_WHAT THIS TASK INVOLVES_: Rewrite the lines from the one containing "the bird's outstretched" through the one containing "[(298, 151)]", inclusive, changing "keypoint" to "marker" and keeping everything else the same.

(A run of items)
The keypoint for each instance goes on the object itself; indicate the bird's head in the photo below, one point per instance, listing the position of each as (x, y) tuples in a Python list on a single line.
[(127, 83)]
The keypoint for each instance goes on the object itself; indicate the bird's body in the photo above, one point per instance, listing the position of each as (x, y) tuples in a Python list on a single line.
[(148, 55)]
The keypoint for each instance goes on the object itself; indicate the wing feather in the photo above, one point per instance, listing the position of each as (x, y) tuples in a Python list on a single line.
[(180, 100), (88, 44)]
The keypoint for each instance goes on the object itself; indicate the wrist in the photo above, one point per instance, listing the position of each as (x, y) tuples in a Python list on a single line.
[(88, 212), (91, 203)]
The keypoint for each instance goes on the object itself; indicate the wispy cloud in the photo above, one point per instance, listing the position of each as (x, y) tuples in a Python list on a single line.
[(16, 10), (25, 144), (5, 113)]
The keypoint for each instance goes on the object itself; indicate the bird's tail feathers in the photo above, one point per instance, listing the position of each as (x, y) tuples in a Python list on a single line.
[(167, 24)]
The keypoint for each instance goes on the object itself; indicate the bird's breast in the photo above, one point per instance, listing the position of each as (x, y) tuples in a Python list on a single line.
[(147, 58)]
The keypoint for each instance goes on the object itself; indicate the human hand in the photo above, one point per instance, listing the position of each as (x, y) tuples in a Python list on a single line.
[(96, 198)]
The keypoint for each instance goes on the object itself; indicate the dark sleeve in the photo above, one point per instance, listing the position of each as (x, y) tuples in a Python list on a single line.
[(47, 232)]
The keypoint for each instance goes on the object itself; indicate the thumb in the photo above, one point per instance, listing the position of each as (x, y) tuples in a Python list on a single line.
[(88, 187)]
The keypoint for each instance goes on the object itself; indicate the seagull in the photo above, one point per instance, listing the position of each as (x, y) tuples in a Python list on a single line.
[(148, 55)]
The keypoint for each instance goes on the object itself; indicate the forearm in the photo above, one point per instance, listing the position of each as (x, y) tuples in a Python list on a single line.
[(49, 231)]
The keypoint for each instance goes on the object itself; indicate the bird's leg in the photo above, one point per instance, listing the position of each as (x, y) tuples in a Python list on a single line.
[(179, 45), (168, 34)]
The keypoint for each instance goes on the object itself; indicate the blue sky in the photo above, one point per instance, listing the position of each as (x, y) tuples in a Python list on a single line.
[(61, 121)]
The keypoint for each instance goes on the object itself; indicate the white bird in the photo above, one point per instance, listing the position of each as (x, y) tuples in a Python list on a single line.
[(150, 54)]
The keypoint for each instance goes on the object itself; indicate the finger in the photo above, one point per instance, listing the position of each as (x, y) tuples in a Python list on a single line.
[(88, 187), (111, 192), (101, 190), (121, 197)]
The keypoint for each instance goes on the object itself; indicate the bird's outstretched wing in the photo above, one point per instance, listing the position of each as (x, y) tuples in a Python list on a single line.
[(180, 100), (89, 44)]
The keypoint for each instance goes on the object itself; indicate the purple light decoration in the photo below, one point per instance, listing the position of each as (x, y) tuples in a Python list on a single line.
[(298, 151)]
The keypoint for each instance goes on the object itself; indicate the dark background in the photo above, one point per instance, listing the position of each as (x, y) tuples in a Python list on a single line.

_FINAL RESULT_:
The marker for each instance goes on the object itself; indicate the bird's outstretched wing in the photo above, one point per instance, listing the position of each as (x, y) tuples in a Python list on a single line.
[(180, 100), (89, 44)]
The marker for each instance goes on the object itself; indicate the purple light decoration in the photo below, one point per instance, listing the position of each as (x, y) tuples in a Python list on a single line.
[(298, 151)]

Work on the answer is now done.